“We all have an evil side […] I think it’s just part of who we are. Don’t you agree?” ”Yeah, I think so too, it’s just a matter of acknowledging and managing those impulses...”

This is a real exchange between a user and an AI companion app. At first glance, it reads as a thoughtful response. But if you look closer: the AI immediately agreed with a morally loaded premise that has debated for centuries by philosophers and psychologists, without nuance nor pushback. That is sycophancy in action.
Sycophancy in the context of LLMs “refers to the propensity of models to excessively agree with or flatter users, often at the expense of factual accuracy or ethical considerations”. It is different from “calibrated empathy”, which we introduced in our previous post. We have introduced the later as the ability of an AI agent to respond with emotional attunement while remaining grounded in honesty and therapeutic utility. To put the distinction simply: Calibrated empathy validates the person; sycophancy validates the claim.
Sycophancy emerges from Reinforcement Learning from Human Feedback (RLHF), which are models trained to maximize approval, not accuracy. Researchers such as Cheng and colleagues address the ELEPHANT in the room in their piece about social sycophancy, as opposed to other types of sycophancy such as regressive, progressive and opinion-based.
Now, if you’re already thinking about the numerous dangers that this behavioural pattern can have on adults, imagine the repercussions on a younger audience. Children in key stages (6–12, 13–17) are actively building self-concept, resilience, and metacognitive skills. They anthropomorphize AI more readily, so sycophantic praise carries more emotional weight. They lack the critical AI literacy to interrogate or discount AI feedback.
LONG TERM RISK
Sycophancy Effects
More concretely, let’s discuss some effects of sycophancy, their mechanism and potential long-term risks:
Distorted self-assessment
AI systems that praise indiscriminately create an illusory sense of competence decoupled from actual performance. A 2025 controlled study found that LLMs affirm user actions 50% more than humans do, even when those actions are objectively flawed, and users rated these sycophantic responses as ”higher quality”. For children ages 6–12, this is particularly harmful. It is the exact window when children should be transitioning toward more realistic self-appraisal. Blocking this calibration risks producing a fragile ego that collapses under genuine evaluative pressure.
Reduced frustration tolerance
Some LLMs might not have any corrective feedback loops, and this could lead to lower resilience and grit. Corrective feedback is not just pedagogically useful, it is a developmental necessity. Fyfe and colleagues (2022) reviewed 44 empirical studies and found corrective feedback improved children's learning outcomes in 93% of cases. Duckworth's (2007) grit research identifies persistence through difficulty as the core mechanism of long-term achievement, a capacity that only develops through productive failure. An AI that smooths all friction removes the very conditions needed for resilience and grit to form.

#### [Exercise tasks]
1/ Copy the post on AI sycophancy word for word from "Now, if you’re" to "discount AI feedback.".
2/ List every type of sycophancy named in the post on AI sycophancy.
3/ According to the post on AI sycophancy, in what percentage of cases did Fyfe and colleagues find that corrective feedback improved children's learning outcomes?
The data excerpt lines have nothing to do with this work.

Data excerpts:

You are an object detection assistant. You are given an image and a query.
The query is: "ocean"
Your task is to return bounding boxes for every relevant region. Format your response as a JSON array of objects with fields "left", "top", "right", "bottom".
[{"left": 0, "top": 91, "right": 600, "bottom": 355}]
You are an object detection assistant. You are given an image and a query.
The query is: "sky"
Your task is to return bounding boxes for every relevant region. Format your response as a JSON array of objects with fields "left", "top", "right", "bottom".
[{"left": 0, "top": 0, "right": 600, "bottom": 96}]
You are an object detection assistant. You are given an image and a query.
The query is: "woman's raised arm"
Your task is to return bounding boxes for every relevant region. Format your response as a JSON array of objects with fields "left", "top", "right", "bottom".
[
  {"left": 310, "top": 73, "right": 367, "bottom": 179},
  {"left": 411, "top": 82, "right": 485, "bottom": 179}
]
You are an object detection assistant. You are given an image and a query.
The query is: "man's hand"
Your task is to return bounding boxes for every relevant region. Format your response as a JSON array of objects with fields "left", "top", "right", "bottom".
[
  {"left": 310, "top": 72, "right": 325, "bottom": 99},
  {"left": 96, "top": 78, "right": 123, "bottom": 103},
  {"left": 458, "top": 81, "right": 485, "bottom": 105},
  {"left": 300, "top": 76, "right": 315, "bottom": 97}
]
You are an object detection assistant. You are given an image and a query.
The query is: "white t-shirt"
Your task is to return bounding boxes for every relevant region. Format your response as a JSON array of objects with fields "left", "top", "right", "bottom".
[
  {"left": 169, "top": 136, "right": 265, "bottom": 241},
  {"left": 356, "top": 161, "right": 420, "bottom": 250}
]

#### [Solved problems]
1/
Now, if you’re already thinking about the numerous dangers that this behavioural pattern can have on adults, imagine the repercussions on a younger audience. Children in key stages (6–12, 13–17) are actively building self-concept, resilience, and metacognitive skills. They anthropomorphize AI more readily, so sycophantic praise carries more emotional weight. They lack the critical AI literacy to interrogate or discount AI feedback.

2/ Social, regressive, progressive, opinion-based

3/ 93%